Extracted records:

┌──

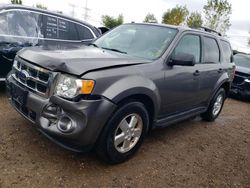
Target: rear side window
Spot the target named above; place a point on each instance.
(227, 51)
(211, 51)
(84, 33)
(189, 44)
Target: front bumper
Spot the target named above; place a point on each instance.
(88, 117)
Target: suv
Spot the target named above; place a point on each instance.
(24, 27)
(108, 95)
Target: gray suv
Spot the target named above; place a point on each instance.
(107, 96)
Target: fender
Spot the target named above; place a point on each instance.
(133, 85)
(222, 80)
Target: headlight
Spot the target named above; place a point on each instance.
(70, 87)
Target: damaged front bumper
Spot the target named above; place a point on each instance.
(73, 125)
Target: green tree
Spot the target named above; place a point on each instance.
(111, 22)
(194, 20)
(217, 15)
(41, 6)
(150, 18)
(19, 2)
(175, 16)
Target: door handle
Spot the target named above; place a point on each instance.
(220, 70)
(196, 73)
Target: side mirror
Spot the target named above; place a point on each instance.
(103, 30)
(182, 59)
(232, 59)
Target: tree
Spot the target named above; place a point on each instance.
(41, 6)
(150, 18)
(111, 22)
(194, 20)
(217, 15)
(175, 16)
(19, 2)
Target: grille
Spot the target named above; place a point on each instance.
(32, 77)
(31, 115)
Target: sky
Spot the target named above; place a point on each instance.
(136, 10)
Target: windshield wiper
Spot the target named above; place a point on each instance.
(115, 50)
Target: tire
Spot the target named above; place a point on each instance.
(124, 133)
(215, 106)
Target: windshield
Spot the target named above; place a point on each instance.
(242, 60)
(144, 41)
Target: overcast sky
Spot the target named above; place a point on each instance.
(136, 10)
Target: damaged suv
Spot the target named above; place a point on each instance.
(108, 95)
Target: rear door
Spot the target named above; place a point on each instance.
(210, 69)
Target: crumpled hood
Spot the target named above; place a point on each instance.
(77, 61)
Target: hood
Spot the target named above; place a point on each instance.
(77, 61)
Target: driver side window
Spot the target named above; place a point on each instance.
(189, 44)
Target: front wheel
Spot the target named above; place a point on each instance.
(124, 133)
(215, 106)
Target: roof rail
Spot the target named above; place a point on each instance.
(210, 30)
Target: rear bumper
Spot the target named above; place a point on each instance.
(87, 117)
(241, 89)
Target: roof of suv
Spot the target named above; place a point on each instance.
(185, 28)
(10, 6)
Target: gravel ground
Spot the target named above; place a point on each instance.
(190, 154)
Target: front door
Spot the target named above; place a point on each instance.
(181, 82)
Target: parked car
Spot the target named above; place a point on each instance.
(135, 78)
(24, 27)
(241, 82)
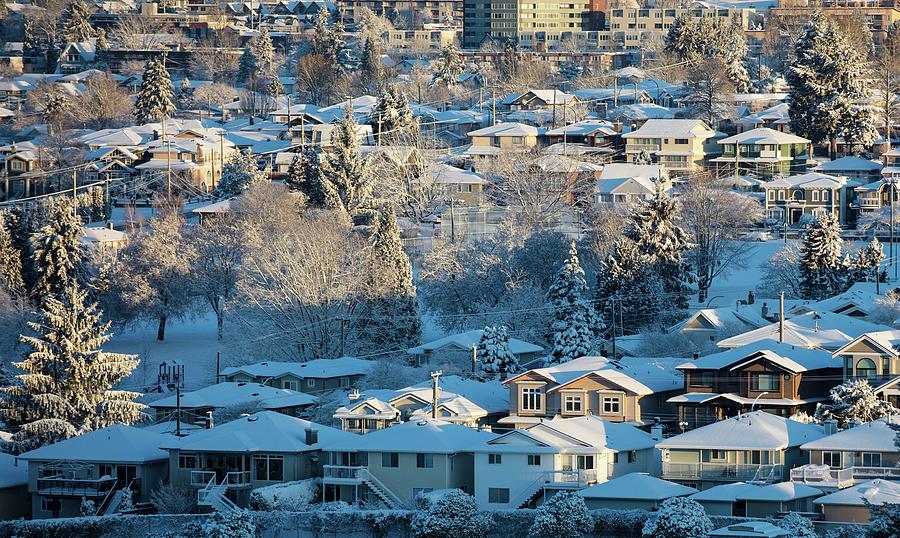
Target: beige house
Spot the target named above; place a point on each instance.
(392, 466)
(226, 462)
(677, 145)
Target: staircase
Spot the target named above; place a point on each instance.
(213, 496)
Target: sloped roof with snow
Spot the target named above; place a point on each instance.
(636, 486)
(113, 444)
(750, 431)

└──

> _TASK TO COMPLETE_: Reproduce the entire listing above word for word, leaving the pictures out of your answer.

> _SOLUTION TO THIS TASK_:
Target: rear side window
Spot the target named above; place a point on each instance.
(227, 51)
(211, 51)
(84, 33)
(189, 44)
Target: front bumper
Spot the target named above; place a point on each instance.
(88, 117)
Target: suv
Spot the target named above; place a point on each instance.
(24, 27)
(108, 95)
Target: gray suv
Spot the target named above; place a point on each instance.
(107, 96)
Target: fender
Spot the target named above; place a point on each instance.
(133, 85)
(222, 80)
Target: headlight
Spot the target named above; place a point on each instance.
(70, 87)
Target: damaged front bumper
Spot the target named above; place a point on each instance.
(73, 125)
Target: green tree
Spot the target named above; place a point on each instance.
(111, 22)
(194, 20)
(217, 15)
(41, 6)
(150, 18)
(19, 2)
(175, 16)
Target: door handle
Spot the target named above; place a point on each instance.
(220, 70)
(196, 73)
Target: side mirror
Spot the target named above; place a point on each instance.
(103, 30)
(182, 59)
(232, 59)
Target: tree
Spot the target named above; place a point on each instance.
(41, 6)
(150, 18)
(111, 22)
(194, 20)
(217, 15)
(175, 16)
(19, 2)
Target: grille
Spot the target named above; place a point on each instance.
(32, 77)
(31, 115)
Target: sky
Spot the target named above; place a point on each instance.
(136, 10)
Target: windshield wiper
Spot the target named above; place a point on each instance.
(115, 50)
Target: tire
Spot the target named above; place a point on each instance.
(124, 133)
(215, 106)
Target: windshield
Spot the target named above; place a point on each instance.
(242, 60)
(144, 41)
Target: overcast sky
Spot the target named above; place a point on each instance.
(136, 10)
Target: damaged suv
Spot the target named above; place a point on each instance.
(108, 95)
Target: rear door
Spot the target named above; place a point on each instance.
(210, 69)
Target: crumpled hood
Spot the target named above; place a point on each instance.
(77, 61)
Target: hood
Spot the target named above; place a point on each instance.
(77, 61)
Target: driver side window
Spot the target named above; place a point on each instance.
(189, 44)
Target: front wheel
Spot the target named above; place a point on each instance.
(124, 133)
(215, 106)
Target: roof rail
Spot the target named above; place a point on each instance.
(210, 30)
Target: rear bumper
Spot the target named above; place a point on each instance.
(87, 117)
(241, 89)
Target: roof of suv
Spot the target named above; place a point on each instance.
(185, 28)
(10, 6)
Target: gravel ground
Spot the target named above; place a point on each instance.
(190, 154)
Target: front door
Spot the target named above; place a point on each instance.
(181, 82)
Target: parked car
Spot the target named above; place a point on each instance.
(135, 78)
(24, 27)
(241, 82)
Target: beige house
Spot the target named above; place a point on each instance.
(392, 466)
(226, 462)
(677, 145)
Target: staircase
Spot the target named above; place a point on each instance.
(213, 496)
Target: sloped roof with snow
Spot the target named above; place a point on each instance.
(636, 486)
(113, 444)
(750, 431)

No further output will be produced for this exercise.